## [Exercise goal]
Go line by line through the data and copy those with the word "each".

Source data: Begin

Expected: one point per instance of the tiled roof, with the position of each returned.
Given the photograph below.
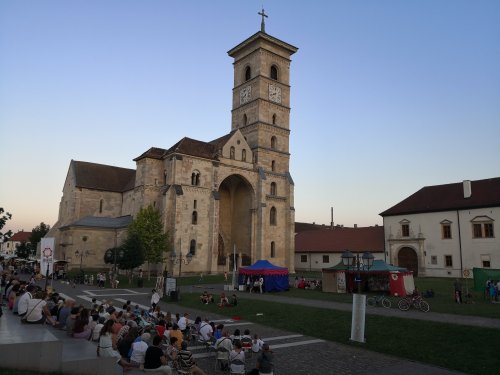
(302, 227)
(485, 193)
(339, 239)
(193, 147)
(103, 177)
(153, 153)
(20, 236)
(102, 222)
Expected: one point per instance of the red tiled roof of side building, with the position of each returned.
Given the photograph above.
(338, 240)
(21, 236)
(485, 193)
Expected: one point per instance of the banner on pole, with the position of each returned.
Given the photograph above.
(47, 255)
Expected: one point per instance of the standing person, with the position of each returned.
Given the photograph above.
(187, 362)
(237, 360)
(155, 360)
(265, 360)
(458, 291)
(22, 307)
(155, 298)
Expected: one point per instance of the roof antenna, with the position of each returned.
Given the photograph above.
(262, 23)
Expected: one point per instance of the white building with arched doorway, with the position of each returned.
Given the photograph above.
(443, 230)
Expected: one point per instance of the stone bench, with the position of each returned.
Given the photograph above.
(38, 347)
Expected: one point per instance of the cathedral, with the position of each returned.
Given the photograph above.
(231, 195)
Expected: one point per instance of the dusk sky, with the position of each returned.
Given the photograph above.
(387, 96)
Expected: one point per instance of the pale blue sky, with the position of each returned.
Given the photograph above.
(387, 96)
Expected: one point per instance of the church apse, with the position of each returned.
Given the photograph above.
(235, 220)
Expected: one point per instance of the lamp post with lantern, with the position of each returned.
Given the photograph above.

Source data: End

## [Task result]
Expected: one point per instance of the tiled roof, with the position of each returned.
Expected: one point per instance of the red tiled roof of side building, with the position of each returned.
Expected: one point per instance of the banner on pole, with the position of each returned.
Expected: one point per instance of the standing person, with the position of each returned.
Expected: one point per instance of the roof antenna, with the position of each returned.
Expected: one point per instance of the white building with arched doorway, with the position of each returned.
Expected: one point per instance of the stone bench, with the position of each returned.
Expected: one point per instance of the cathedral, with the position of each returned.
Expected: one point per instance of the dusk sky, with the position of each returned.
Expected: one point per instance of the pale blue sky, with the position of each returned.
Expected: one point per instance of the church apse, with the position of each returned.
Expected: one point per instance of the lamp post with lantern, with the position of each returned.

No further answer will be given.